Do this. Do that.
Don’t do this. Don’t do that.
No wonder you’re exhausted and ready to give up, my beautiful friend.
Trying to figure out how to find love is exhausting when you’re doing it like this!
But what if he might have called but I accidentally turned my phone off for just a minute and even though the cell phone company said a text or missed call should still be on there, there was still a 0.1 percent chance it wouldn't show up - so should I call him just in case? Or would I sound too desperate if he hadn't called but was planning to call and now do you think he won’t call – even though he was going to – because I called him?
My sweet friend, I more than understand what’s going on here.
You want him to call.
You want him to like you enough to call you and ask you out again. You want to have made a good enough first impression so that he’ll want to get to know you better. You want to have a chance to see where things might lead because he seems to be everything you’re looking for. So you don’t want to do anything to mess this up. You want to have a second chance to make an even better impression.
So what do you do?
Well, if you're like most of us, you confer with all of your girlfriends and they all collaborate on the answers with you. Do this, don’t do this. More rules.
You check in with your mom – she tells you what she thinks you should do, or shouldn't do.
You check in with your guy friends. Don’t do that!
You read through all the advice on the entire internet and find that everyone out there has a different opinion on what you should or shouldn't do. What you should or shouldn't be like.
No wonder you are so sick and tired of being single! This is no way to live!
The reality is that regardless of whose advice you follow or what well-meaning friend or family member you decide to listen to, what’s missing here in all of this is that person you know better than anyone else: you!
And somewhere along the way, she got lost in all of this and hasn't yet found her way back.
Because with everyone else’s voices coming through so loud, hers is barely audible anymore. And considering the ways she’s seemed to have led you down the wrong road in the past, you’re really not sure if you can trust her anymore.
Follow your heart? That’s all you've been doing lately and that hasn't worked out.
Let your mind guide you? Yeah, but that only leads you to the guy who looks great on paper but not anywhere else.
Just relax and see what shows up? Yeah, right, and what do you do when Mr. From Another Planet keeps showing up and no one else?
I get it.
Believe me, I do.
Not so very long ago I went through exactly this process, accumulating more than my fair share of good and not so good advice on what exactly to do.
But you know what I found out? None of it worked.
That’s right. None of it.
Because it had to come from me. When I was ready – really ready. The kind of ready when you come to the place that you realize in no uncertain terms that the way you are living isn't any way to live and you’re ready to hear the truth.
Yes, that kind of ready.
Because, doing and being what someone else thinks you should do or be isn't sustainable.
You can do all those tricks, try all those things, but if they’re not coming from that authentic place of who you really are, nothing’s going to work. Nothing. Because you can only play a part – or someone else’s part - for so long. At some point the real you is going to come out, and if that's not the woman he fell for than it's not going to work.
So drop the rules, drop the trying to be perfect, drop the trying to be someone you’re not.
· · · ·
### TASK LIST
1. Reproduce the dating advice piece word for word, starting at "Don’t do this. Don’t" and ending at "it like this!".
2. In the dating advice piece, what kind of guy does letting your mind guide you lead to?

(Records in a dataset)
· · · ·
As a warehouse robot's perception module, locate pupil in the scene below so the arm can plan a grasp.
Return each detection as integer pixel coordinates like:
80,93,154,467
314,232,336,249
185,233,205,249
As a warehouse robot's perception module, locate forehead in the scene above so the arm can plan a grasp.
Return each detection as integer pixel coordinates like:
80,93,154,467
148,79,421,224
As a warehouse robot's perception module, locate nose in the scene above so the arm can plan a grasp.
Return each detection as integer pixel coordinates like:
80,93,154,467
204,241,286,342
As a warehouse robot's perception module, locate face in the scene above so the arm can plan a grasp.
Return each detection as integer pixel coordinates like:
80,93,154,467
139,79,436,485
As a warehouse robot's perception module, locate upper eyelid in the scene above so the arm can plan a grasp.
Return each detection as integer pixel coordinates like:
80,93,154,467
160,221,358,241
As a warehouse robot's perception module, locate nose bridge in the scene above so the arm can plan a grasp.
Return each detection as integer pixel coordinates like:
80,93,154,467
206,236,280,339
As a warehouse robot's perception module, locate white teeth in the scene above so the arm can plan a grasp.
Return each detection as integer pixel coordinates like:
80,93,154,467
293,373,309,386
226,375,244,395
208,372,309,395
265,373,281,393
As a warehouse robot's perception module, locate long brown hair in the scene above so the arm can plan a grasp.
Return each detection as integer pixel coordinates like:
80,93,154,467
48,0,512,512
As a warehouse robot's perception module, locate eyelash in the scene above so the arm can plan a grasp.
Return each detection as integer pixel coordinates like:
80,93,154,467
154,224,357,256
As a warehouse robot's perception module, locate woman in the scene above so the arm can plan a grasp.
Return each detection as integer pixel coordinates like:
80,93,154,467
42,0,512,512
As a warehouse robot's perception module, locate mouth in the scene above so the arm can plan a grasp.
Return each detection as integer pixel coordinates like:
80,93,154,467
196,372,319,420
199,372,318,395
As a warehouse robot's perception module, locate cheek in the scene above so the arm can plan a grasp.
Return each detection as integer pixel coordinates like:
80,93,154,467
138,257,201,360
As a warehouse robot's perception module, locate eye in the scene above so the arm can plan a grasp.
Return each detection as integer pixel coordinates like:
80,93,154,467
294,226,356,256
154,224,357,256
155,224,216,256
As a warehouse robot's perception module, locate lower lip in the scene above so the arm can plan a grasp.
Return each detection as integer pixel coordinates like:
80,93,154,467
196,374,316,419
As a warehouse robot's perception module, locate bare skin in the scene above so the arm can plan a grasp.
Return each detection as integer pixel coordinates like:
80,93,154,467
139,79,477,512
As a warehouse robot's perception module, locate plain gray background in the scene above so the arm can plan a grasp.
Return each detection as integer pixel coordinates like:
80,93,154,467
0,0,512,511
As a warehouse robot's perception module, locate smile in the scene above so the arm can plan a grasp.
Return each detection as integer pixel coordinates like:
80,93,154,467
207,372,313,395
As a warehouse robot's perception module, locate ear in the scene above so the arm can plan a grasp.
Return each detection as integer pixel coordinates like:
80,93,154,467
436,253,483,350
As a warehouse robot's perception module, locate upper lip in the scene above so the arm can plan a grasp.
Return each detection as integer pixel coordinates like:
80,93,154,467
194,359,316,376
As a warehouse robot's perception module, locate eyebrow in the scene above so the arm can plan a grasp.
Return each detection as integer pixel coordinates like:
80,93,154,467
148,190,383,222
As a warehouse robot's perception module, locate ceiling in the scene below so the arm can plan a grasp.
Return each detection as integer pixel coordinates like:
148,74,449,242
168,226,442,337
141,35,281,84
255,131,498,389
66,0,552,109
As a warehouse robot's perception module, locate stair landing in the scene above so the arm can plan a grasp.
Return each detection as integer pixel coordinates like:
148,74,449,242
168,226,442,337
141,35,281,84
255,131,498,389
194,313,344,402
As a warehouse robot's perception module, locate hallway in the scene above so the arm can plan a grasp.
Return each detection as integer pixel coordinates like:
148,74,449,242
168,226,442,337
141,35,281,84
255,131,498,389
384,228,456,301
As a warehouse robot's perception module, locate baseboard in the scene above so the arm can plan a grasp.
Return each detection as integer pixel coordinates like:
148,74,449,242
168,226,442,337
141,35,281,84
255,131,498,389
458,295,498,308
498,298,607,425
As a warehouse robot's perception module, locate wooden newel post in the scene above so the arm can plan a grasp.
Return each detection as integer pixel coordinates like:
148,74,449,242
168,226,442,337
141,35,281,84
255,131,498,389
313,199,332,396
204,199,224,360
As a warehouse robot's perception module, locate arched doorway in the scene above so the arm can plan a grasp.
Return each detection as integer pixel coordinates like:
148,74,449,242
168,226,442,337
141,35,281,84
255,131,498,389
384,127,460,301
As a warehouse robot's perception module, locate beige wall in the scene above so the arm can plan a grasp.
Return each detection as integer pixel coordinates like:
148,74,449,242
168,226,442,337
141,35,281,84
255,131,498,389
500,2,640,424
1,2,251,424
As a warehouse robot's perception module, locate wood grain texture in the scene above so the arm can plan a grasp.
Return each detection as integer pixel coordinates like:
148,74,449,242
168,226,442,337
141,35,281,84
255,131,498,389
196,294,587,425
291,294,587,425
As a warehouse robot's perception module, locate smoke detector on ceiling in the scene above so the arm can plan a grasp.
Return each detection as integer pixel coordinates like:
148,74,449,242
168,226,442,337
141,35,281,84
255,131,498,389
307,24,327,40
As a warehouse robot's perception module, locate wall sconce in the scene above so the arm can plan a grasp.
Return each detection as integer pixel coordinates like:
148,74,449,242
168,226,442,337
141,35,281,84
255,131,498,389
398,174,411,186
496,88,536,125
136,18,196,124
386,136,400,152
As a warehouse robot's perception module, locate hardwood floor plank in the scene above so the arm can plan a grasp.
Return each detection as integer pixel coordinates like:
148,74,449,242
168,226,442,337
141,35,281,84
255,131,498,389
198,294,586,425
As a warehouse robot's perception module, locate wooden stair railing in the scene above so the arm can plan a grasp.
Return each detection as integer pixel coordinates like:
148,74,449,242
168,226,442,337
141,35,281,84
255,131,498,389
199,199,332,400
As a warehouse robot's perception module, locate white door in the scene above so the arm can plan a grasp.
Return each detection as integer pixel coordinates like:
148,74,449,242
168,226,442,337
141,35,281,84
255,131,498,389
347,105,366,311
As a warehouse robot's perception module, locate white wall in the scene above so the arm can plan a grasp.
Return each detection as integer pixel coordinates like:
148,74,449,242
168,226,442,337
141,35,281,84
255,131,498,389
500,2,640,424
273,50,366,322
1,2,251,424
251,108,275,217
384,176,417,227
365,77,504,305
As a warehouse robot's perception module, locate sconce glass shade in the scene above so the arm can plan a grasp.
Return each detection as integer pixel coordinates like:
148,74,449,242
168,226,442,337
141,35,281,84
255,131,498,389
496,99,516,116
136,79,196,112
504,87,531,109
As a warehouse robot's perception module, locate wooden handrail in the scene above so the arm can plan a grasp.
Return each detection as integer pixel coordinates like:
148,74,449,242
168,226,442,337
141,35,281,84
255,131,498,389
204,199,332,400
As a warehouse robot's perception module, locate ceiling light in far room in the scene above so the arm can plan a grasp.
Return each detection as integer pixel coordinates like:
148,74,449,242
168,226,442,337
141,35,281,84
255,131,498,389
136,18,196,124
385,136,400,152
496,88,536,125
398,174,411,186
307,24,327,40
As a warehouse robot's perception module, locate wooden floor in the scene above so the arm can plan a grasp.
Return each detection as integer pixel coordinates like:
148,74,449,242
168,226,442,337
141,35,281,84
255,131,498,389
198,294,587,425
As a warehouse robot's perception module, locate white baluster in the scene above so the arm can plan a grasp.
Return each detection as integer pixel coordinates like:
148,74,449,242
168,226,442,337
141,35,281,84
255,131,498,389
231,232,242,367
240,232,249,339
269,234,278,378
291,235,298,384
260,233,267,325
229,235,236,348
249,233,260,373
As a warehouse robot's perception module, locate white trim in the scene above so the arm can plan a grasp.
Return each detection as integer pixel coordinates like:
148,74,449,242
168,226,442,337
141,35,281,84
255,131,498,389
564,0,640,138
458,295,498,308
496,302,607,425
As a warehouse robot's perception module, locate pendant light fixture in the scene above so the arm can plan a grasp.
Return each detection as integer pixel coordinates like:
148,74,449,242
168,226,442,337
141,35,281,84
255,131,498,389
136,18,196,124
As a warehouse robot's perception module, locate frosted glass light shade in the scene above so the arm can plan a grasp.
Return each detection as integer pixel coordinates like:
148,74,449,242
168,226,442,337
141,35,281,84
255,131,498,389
· · · ·
### SOLUTIONS TO EACH TASK
1.
Don’t do this. Don’t do that.
No wonder you’re exhausted and ready to give up, my beautiful friend.
Trying to figure out how to find love is exhausting when you’re doing it like this!

2. The guy who looks great on paper but not anywhere else.